美文网首页
Flink的Window窗口机制

Flink的Window窗口机制

作者: 羋学僧 | 来源:发表于2020-11-15 19:48 被阅读0次

    1.1 Window概述聚合事件

    (比如计数、求和)在流上的工作方式与批处理不同。比如,对流中的所有元素进行计数是不可能的,因为通常流是无限的(无界的)。所以,流上的聚合需要由 window 来划定范围,比如 “计算过去的5分钟” ,或者 “最后100个元素的和” 。window是一种可以把无限数据切割为有限数据块的手段。

    窗口可以是时间驱动的【Time Window】(比如:每30秒)或者数据驱动的【Count Window】(比如:每100个元素)。


    1.2 Window类型

    窗口通常被区分为不同的类型:

    • tumbling windows:滚动窗口【没有重叠】(time,count)
    • sliding windows:滑动窗口【有重叠】(time,count)
    • session windows:会话窗口 (time)
    • global windows: 没有窗口

    1.2.1 tumblingwindows:滚动窗口【没有重叠】

    1.2.2 slidingwindows:滑动窗口【有重叠】

    1.2.3 session windows需求:实时计算每个单词出现的次数,如果一个单词过了5秒就没出现过了,那么就输出这个单词。

    案例演示:见下方


    1.2.4 global windows

    案例见下方


    1.2.5 Window类型总结Keyed Window 和 Non Keyed Window

    /**
     * Non Keyed Window 和 Keyed Window
     */
    public class WindowType {
        public static void main(String[] args) throws Exception {
            StreamExecutionEnvironment env = StreamExecutionEnvironment.getExecutionEnvironment();
            DataStreamSource<String> dataStream = env.socketTextStream("localhost", 8888);
    
            SingleOutputStreamOperator<Tuple2<String, Integer>> stream = dataStream.flatMap(new FlatMapFunction<String, Tuple2<String, Integer>>() {
                @Override
                public void flatMap(String line, Collector<Tuple2<String, Integer>> collector) throws Exception {
                    String[] fields = line.split(",");
                    for (String word : fields) {
                        collector.collect(Tuple2.of(word, 1));
                    }
                }
            });
    
            //Non keyed Stream
    //        AllWindowedStream<Tuple2<String, Integer>, TimeWindow> nonkeyedStream = stream.timeWindowAll(Time.seconds(3));
    //        nonkeyedStream.sum(1)
    //                .print();
    
            //Keyed Stream
            stream.keyBy(0)
                    .timeWindow(Time.seconds(3))
                    .sum(1)
----------
#### 任务内容:
上面这篇讲 Flink 窗口机制的文章在代码中途停下了，请从停下的地方接着续写。

#### 所示信息:
----------
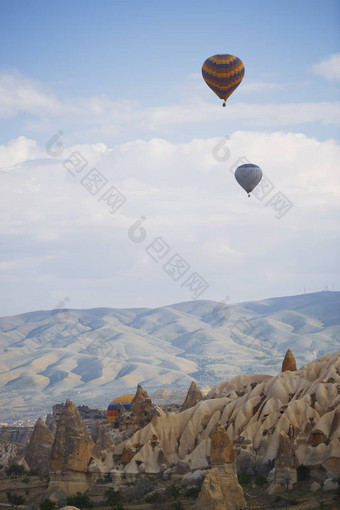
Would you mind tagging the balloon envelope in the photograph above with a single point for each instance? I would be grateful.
----------
#### 参考答案:
                    .print();
    
            env.execute("word count");
    
        }
    }
    

    TimeWindow

    // Stream of (sensorId, carCnt )
    val vehicleCnts: DataStream[(Int, Int)] = ...
    
    val tumblingCnts: DataStream[ (Int, Int)] = vehicleCnts 
      // key stream by sensorId
      .keyBy(0)
      // tumbling time window of 1 minute length
      .timeWindow(Time.minutes(1))
      // compute sum over carCnt
      .sum(1)
    
    val slidingCnts: DataStream[ (Int, Int)] = vehicleCnts
      .keyBy(0)
    // sliding time window of 1 minute Length and 30 secs trigger interval 
      .timeWindow(Time.minutes(1), Time.seconds(30))
      .sum(1 )
    

    CountWindow

    // Stream of (sensorId, carCnt)
    val vehicleCnts: DataStream[(Int, Int)] = ...
    
    val tumblingCnts: DataStream[(Int, Int)] = vehicleCnts 
      // key stream by sensorId
      .keyBy(0)
      // tumbling count window of 100 elements size
      .countWindow(100)
      // compute the carCnt sum
      . sum(1)
    
    val slidingCnts: DataStream[(Int, Int)] = vehicleCnts
      .keyBy(0)
      // sliding count window of 100 elements size and 10 elements trigger interval 
      .countWindow(100, 10)
      .sum(1)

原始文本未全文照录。